■ Dataset items on where objects appear ■

◆ ◆ ◆

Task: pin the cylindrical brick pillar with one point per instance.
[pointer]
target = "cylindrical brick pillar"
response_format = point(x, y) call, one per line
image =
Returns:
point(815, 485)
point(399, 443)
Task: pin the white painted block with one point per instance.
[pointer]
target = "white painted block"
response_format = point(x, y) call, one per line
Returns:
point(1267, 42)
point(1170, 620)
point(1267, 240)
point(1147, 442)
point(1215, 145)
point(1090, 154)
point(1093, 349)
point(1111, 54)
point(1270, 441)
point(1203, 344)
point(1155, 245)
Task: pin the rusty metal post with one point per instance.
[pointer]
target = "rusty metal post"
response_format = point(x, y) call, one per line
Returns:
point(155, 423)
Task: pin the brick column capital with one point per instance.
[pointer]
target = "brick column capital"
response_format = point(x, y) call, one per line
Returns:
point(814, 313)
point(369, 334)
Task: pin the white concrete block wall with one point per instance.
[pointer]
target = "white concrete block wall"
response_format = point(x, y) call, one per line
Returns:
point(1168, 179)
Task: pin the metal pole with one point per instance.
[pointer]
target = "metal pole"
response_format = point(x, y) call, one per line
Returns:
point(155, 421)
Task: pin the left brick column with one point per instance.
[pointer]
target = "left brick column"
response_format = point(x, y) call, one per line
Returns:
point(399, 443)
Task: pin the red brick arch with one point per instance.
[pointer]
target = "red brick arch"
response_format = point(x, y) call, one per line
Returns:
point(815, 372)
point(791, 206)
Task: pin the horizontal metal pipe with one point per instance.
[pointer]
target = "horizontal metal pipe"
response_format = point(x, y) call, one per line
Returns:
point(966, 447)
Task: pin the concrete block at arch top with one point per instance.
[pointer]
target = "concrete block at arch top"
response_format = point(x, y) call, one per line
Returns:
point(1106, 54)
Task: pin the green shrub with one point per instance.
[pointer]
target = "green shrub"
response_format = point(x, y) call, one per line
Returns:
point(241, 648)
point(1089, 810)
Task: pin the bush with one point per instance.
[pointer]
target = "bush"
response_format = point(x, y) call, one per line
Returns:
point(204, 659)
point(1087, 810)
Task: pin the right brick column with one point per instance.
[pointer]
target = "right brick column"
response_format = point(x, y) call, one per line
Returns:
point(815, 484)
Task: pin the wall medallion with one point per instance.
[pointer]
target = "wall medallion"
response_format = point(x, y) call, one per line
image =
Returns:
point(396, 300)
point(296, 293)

◆ ◆ ◆

■ Exercise instructions ■
Arrange every item above as a two-column CSV with the headers instruction and points, one row per item. Put each item's text in one quoted field and its answer in another, with line breaks replaced by spaces.

■ Expected output ■
instruction,points
"Task: pin the cylindrical brick pillar with one point per instance. [pointer] target = ""cylindrical brick pillar"" response_format = point(x, y) call, one per line image = Returns:","point(815, 485) point(399, 443)"
"Task: pin the white painted block with one point per instance. [pointer] target = ""white painted block"" response_format = point(x, y) call, one per line Returns:","point(1267, 42) point(1170, 620) point(1267, 240) point(1147, 442) point(1215, 145) point(1090, 154) point(1093, 349) point(1111, 54) point(1270, 441) point(1203, 344) point(1155, 245)"
"Task: pin the rusty metal post with one point per instance. [pointer] target = ""rusty metal post"" response_format = point(x, y) call, one per line Returns:","point(155, 423)"
"Task: pin the brick column capital with one point per instance. [pointer] target = ""brick column capital"" response_format = point(x, y) call, one per line Returns:","point(814, 313) point(369, 334)"
"Task: pin the white concrete block wall with one point per instance. [pointer] target = ""white concrete block wall"" response_format = point(x, y) call, one per line Returns:","point(1168, 179)"
"Task: pin the metal pole with one point per instance. [pointer] target = ""metal pole"" response_format = point(x, y) call, one per line Returns:","point(155, 421)"
"Task: pin the left brick column with one point per instance. [pointer] target = ""left brick column"" response_format = point(x, y) call, one per line Returns:","point(399, 443)"
"Task: pin the red brick arch with one point per instance. [pointer] target = ""red brick arch"" response_format = point(x, y) call, one per line Returns:","point(815, 372) point(791, 206)"
"Task: pin the horizontal metal pipe with one point per instance. [pointer] target = ""horizontal metal pipe"" response_format = point(x, y) call, one per line Returns:","point(966, 447)"
"Task: pin the concrete block at arch top with one point per instance. [pointer] target = ""concrete block at arch top"" response_format = point(x, y) call, one per line Returns:","point(1106, 54)"
"Task: pin the green shrub with one point per instance. [pointer] target = ""green shrub"" response_format = point(x, y) call, one per line Returns:","point(241, 648) point(1089, 810)"
"Task: pin the bush with one point per instance. [pointer] target = ""bush"" response_format = point(x, y) call, one per line Returns:","point(204, 659) point(1087, 810)"
"Task: pin the right brick column with one point per instance. [pointer] target = ""right brick column"" response_format = point(x, y) call, one per line Returns:","point(815, 484)"
"Task: pin the wall medallion with one point per instance. [pointer] target = ""wall medallion"" response_format = point(x, y) call, one per line image = Returns:","point(396, 300) point(296, 293)"